▶ Supplied information
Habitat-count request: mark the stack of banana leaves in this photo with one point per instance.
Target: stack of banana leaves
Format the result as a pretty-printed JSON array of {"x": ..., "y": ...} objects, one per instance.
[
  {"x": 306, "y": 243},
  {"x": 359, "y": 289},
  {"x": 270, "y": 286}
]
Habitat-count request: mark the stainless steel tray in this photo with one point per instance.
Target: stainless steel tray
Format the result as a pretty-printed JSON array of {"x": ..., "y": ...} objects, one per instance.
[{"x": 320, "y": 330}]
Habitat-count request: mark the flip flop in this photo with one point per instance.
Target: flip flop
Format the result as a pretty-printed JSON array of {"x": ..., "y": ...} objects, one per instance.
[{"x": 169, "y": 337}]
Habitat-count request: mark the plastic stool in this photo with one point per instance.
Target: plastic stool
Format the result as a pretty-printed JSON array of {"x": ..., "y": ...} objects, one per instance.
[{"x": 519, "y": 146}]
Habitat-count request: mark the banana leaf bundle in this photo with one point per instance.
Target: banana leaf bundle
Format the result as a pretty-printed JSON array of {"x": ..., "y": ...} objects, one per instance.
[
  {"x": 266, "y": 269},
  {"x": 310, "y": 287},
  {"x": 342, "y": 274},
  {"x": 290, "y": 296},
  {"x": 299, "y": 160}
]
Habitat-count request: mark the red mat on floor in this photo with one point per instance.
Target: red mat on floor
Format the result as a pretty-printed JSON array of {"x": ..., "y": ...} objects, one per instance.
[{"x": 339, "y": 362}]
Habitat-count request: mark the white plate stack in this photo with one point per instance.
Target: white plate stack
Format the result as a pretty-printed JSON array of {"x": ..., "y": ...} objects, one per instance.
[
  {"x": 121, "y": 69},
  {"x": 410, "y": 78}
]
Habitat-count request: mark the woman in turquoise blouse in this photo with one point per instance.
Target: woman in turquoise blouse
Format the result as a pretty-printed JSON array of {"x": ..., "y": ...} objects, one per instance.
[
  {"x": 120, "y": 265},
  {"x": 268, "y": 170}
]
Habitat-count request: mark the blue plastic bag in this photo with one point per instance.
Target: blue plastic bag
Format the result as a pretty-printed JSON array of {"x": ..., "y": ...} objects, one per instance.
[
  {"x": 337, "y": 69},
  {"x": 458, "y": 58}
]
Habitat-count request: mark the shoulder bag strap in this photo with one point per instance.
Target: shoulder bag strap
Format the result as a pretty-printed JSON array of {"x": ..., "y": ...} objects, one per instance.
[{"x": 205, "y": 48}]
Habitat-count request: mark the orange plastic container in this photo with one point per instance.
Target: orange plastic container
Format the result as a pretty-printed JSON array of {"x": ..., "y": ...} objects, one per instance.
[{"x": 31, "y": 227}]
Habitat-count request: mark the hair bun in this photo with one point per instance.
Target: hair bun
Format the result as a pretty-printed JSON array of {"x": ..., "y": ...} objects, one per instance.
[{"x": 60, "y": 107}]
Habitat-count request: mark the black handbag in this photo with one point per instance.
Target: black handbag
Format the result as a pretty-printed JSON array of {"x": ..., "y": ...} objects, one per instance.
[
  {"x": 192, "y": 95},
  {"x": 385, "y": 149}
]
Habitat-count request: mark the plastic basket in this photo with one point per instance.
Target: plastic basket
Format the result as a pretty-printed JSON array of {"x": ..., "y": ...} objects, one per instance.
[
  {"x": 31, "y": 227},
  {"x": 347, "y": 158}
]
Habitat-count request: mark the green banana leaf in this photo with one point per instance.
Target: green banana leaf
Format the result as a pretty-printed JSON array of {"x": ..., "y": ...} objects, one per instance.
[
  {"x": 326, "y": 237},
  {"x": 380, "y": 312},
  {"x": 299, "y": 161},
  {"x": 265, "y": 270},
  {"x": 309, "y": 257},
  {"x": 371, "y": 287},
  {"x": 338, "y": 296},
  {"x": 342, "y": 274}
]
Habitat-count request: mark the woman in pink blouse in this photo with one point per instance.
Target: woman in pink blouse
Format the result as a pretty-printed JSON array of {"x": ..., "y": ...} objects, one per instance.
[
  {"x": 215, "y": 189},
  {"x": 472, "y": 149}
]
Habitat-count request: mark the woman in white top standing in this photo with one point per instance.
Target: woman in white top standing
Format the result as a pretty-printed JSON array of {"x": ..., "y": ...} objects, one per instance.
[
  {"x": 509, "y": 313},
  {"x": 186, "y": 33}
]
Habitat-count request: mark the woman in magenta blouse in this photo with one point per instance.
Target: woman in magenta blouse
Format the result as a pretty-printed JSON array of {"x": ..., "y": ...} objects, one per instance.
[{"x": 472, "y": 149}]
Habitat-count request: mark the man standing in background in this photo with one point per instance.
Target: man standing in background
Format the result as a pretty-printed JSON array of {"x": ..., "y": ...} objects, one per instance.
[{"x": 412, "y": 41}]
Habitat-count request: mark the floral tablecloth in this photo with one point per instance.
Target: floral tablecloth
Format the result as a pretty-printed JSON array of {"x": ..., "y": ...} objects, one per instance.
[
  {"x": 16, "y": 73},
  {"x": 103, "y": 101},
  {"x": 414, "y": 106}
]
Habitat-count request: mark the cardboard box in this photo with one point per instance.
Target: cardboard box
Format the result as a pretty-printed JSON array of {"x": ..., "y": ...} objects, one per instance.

▶ Written task
Begin at the line containing "Habitat-count request: mark the green" and reproduce each line through the end of the records above.

▶ Answer to this exercise
Habitat-count request: mark the green banana leaf in this photo with one point per instance.
Target: green banana leaf
Format the result as a pretty-printed JSON array of {"x": ..., "y": ...} objects, one per instance.
[
  {"x": 326, "y": 237},
  {"x": 380, "y": 312},
  {"x": 299, "y": 161},
  {"x": 265, "y": 270},
  {"x": 309, "y": 257},
  {"x": 371, "y": 287},
  {"x": 338, "y": 296},
  {"x": 342, "y": 274}
]
Habitat-count request: mark the woman in pink blouse in this photo with one point per instance.
Target: woman in pink blouse
Format the result as a pretty-printed JSON array of {"x": ..., "y": ...} objects, one per instance.
[
  {"x": 215, "y": 189},
  {"x": 472, "y": 149}
]
Habitat-count request: mark the woman in white top standing in this photo with one point per instance.
Target: woman in white top standing
Format the result as a pretty-printed JSON array of {"x": ..., "y": ...} objects, one per instance.
[
  {"x": 509, "y": 313},
  {"x": 186, "y": 33}
]
Habitat-count request: mark the woman in magenta blouse in this photo with one point per instance.
Target: woman in magenta blouse
Format the result as a pretty-printed JSON array of {"x": ..., "y": ...} objects, one per instance.
[{"x": 472, "y": 149}]
Habitat-count request: mark the man standing in background in this photo with one point per instance.
Target: man standing in background
Format the result as a pretty-printed JSON array of {"x": ..., "y": ...} objects, one per instance.
[{"x": 412, "y": 41}]
Habitat-count request: mark the floral tablecloth in this photo with one point per instance.
Target: floral tablecloth
Format the result as a pretty-printed JSON array of {"x": ..., "y": ...} objects, one per instance.
[
  {"x": 16, "y": 73},
  {"x": 103, "y": 101},
  {"x": 414, "y": 106}
]
Habitat-count request: mark the cardboard box in this photo with one point per instance.
Target: cardboard box
Format the result as a pretty-printed JSON array of {"x": ..., "y": ...} objects, one per instance.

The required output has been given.